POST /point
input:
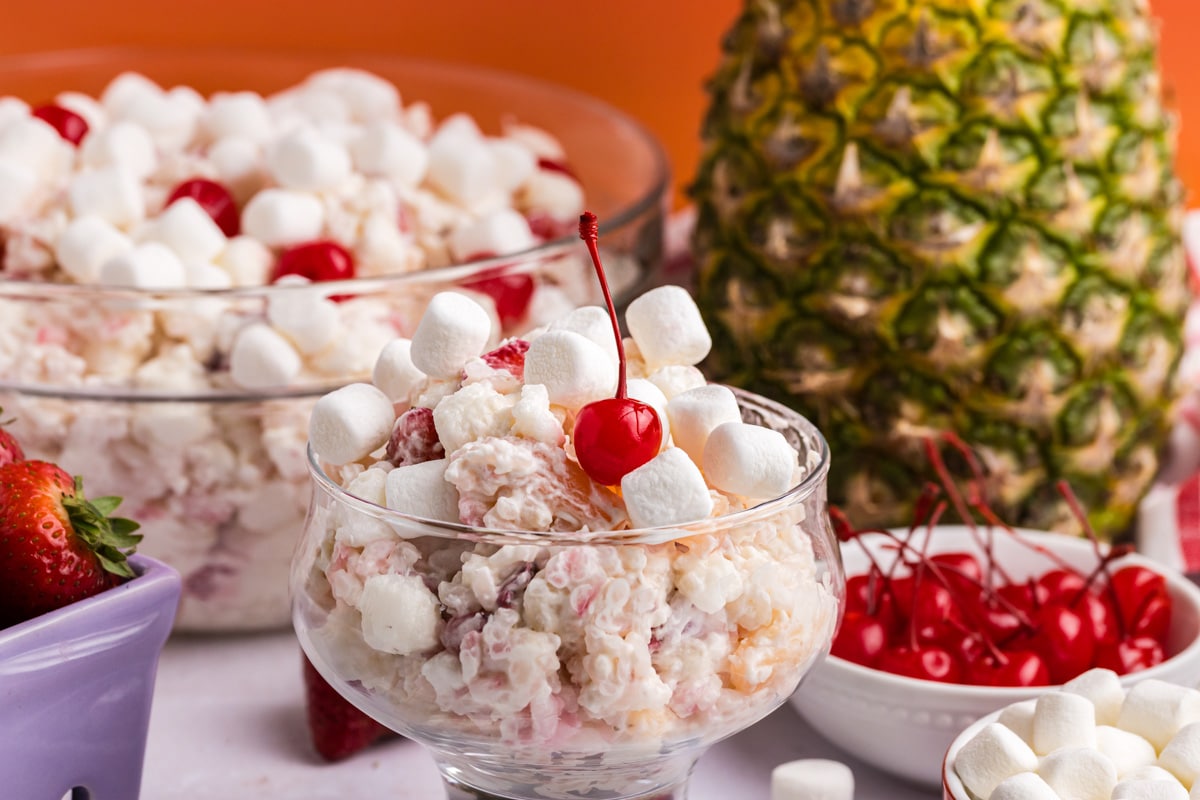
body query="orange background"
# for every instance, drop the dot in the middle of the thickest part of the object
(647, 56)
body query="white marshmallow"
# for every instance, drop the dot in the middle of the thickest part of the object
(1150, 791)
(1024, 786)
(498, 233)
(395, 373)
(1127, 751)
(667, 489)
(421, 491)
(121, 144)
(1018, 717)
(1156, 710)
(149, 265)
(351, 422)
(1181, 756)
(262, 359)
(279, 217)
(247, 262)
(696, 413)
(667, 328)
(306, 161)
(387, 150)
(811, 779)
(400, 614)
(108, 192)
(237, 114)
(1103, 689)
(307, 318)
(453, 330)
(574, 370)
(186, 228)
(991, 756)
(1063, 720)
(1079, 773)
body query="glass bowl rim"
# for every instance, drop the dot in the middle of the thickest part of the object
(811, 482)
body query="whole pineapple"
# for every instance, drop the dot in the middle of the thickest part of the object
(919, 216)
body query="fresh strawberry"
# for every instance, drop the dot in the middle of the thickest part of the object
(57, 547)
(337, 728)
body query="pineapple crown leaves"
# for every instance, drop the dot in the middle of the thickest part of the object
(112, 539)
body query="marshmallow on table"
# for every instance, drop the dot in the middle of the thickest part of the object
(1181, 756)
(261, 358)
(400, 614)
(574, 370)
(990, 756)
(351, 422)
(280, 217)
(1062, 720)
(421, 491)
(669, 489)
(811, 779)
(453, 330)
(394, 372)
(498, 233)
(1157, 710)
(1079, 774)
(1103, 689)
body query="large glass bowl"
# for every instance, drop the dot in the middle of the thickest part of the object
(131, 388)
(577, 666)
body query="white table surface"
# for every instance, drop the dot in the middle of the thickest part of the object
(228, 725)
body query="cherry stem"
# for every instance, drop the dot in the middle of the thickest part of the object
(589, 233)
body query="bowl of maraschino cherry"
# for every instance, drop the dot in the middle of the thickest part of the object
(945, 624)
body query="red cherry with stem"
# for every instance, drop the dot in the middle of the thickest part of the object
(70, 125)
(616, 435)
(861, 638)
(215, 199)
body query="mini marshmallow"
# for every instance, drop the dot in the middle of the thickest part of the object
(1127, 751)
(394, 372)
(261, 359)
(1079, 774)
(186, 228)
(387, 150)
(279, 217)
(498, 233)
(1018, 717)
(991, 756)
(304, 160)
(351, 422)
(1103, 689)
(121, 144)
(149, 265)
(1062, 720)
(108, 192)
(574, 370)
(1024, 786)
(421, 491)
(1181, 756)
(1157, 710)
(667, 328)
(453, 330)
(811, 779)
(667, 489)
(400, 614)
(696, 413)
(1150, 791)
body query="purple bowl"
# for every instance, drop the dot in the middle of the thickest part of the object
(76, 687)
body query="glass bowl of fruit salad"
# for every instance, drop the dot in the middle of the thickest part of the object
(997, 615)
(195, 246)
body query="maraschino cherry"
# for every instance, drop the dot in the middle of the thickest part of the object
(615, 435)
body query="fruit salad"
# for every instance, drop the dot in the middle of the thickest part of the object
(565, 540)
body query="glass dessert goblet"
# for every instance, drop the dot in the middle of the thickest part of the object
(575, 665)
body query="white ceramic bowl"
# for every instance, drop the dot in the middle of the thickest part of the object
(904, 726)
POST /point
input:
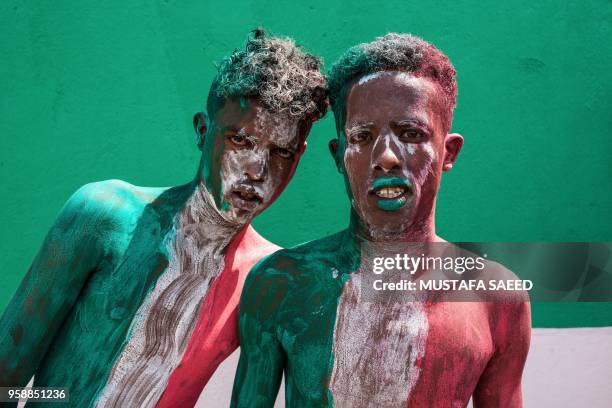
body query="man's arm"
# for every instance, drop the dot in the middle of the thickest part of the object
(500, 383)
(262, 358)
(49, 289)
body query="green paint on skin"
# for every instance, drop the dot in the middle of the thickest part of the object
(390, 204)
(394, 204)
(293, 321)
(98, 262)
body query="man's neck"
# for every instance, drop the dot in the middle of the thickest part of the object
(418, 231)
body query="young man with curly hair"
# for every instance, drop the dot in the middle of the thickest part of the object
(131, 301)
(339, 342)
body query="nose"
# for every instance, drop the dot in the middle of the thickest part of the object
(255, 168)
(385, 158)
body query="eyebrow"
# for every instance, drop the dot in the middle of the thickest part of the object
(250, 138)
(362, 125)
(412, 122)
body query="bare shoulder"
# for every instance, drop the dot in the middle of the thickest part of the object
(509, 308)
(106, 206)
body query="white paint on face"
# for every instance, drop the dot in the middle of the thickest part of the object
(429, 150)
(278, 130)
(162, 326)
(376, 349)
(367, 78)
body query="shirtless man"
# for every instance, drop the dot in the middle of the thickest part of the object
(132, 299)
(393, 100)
● ● ● ● ● ● ●
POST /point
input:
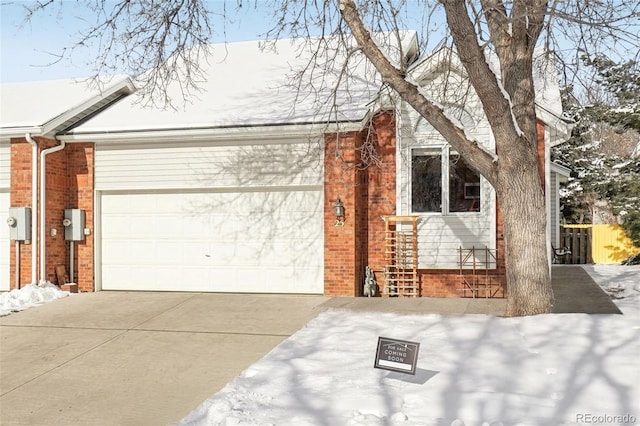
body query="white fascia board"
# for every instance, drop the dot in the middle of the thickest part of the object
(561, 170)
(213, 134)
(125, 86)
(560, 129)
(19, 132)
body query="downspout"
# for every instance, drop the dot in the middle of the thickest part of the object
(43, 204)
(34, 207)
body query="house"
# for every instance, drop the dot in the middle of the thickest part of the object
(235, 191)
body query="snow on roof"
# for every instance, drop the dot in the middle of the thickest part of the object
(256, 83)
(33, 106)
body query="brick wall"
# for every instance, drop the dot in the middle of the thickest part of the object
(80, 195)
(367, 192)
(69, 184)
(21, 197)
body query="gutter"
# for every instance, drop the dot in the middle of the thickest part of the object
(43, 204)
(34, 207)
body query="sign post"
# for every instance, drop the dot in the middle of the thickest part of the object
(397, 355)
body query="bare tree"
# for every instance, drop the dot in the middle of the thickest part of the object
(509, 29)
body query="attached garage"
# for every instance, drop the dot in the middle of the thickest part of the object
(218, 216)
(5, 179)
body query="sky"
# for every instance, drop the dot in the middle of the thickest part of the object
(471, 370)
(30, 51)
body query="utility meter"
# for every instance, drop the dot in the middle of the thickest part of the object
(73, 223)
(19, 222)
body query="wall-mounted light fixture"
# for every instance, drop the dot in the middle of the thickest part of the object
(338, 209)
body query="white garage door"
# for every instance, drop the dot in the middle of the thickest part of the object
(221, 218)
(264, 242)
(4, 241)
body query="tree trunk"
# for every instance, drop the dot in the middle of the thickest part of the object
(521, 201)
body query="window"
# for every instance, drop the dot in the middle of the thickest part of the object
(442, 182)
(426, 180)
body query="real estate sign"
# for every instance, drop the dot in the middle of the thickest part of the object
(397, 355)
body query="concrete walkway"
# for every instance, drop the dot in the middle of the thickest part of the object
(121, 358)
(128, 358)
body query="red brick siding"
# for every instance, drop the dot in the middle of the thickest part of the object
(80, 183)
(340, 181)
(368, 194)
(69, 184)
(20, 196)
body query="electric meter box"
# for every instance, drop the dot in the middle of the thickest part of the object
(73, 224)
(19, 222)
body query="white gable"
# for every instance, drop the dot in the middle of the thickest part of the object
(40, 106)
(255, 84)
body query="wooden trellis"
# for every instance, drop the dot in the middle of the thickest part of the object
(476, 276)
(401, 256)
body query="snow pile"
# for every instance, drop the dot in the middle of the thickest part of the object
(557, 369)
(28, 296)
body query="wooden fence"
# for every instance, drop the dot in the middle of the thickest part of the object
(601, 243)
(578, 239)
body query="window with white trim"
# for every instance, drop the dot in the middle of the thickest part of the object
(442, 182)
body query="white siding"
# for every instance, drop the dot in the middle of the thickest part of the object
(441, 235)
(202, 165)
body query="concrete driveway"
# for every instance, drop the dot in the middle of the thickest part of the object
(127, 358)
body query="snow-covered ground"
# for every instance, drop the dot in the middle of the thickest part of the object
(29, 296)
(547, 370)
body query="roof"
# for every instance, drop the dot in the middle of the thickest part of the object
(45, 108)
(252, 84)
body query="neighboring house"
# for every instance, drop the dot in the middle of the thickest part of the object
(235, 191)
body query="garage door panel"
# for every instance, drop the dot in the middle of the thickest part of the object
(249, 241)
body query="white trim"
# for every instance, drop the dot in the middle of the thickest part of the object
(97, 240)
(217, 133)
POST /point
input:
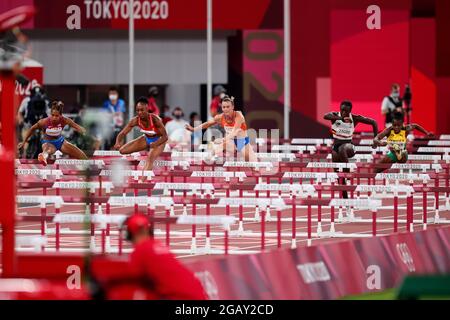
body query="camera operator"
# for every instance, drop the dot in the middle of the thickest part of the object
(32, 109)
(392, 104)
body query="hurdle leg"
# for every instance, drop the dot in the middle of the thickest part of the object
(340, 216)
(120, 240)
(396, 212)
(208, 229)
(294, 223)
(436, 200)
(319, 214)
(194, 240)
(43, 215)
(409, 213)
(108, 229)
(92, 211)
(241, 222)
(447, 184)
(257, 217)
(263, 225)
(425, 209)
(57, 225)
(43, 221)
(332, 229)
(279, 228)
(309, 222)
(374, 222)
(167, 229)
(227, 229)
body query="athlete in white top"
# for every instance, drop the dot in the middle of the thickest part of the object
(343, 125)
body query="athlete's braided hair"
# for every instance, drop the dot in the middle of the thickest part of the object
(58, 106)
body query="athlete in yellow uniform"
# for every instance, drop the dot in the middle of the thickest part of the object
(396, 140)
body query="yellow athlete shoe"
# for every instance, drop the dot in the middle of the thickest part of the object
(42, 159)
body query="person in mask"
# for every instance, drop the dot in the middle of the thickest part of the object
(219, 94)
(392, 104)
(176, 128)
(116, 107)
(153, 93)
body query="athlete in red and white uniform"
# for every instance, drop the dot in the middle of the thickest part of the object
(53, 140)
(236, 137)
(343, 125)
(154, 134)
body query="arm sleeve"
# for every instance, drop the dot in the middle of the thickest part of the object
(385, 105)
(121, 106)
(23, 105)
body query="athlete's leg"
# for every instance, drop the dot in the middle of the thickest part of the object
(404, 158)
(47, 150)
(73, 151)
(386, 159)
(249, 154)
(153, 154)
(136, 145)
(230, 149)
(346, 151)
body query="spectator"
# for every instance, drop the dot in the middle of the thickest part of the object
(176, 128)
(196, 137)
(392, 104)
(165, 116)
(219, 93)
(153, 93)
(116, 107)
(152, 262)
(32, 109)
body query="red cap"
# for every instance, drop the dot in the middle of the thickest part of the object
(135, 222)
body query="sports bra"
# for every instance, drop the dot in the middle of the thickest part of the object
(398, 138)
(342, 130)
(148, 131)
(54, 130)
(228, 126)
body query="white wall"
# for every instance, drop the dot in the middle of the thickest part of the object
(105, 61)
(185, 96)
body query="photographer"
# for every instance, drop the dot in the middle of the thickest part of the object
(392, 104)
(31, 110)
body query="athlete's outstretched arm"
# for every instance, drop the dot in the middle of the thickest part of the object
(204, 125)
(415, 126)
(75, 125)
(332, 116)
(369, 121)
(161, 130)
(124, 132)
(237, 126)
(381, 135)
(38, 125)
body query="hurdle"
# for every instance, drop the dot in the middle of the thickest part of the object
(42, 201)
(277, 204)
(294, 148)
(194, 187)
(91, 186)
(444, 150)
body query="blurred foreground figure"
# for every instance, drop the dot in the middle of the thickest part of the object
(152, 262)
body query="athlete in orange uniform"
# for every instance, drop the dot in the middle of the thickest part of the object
● ● ● ● ● ● ●
Pick out every line of the records that contains the string "tree" and copy each one.

**Result for this task**
body query="bare tree"
body query="tree trunk"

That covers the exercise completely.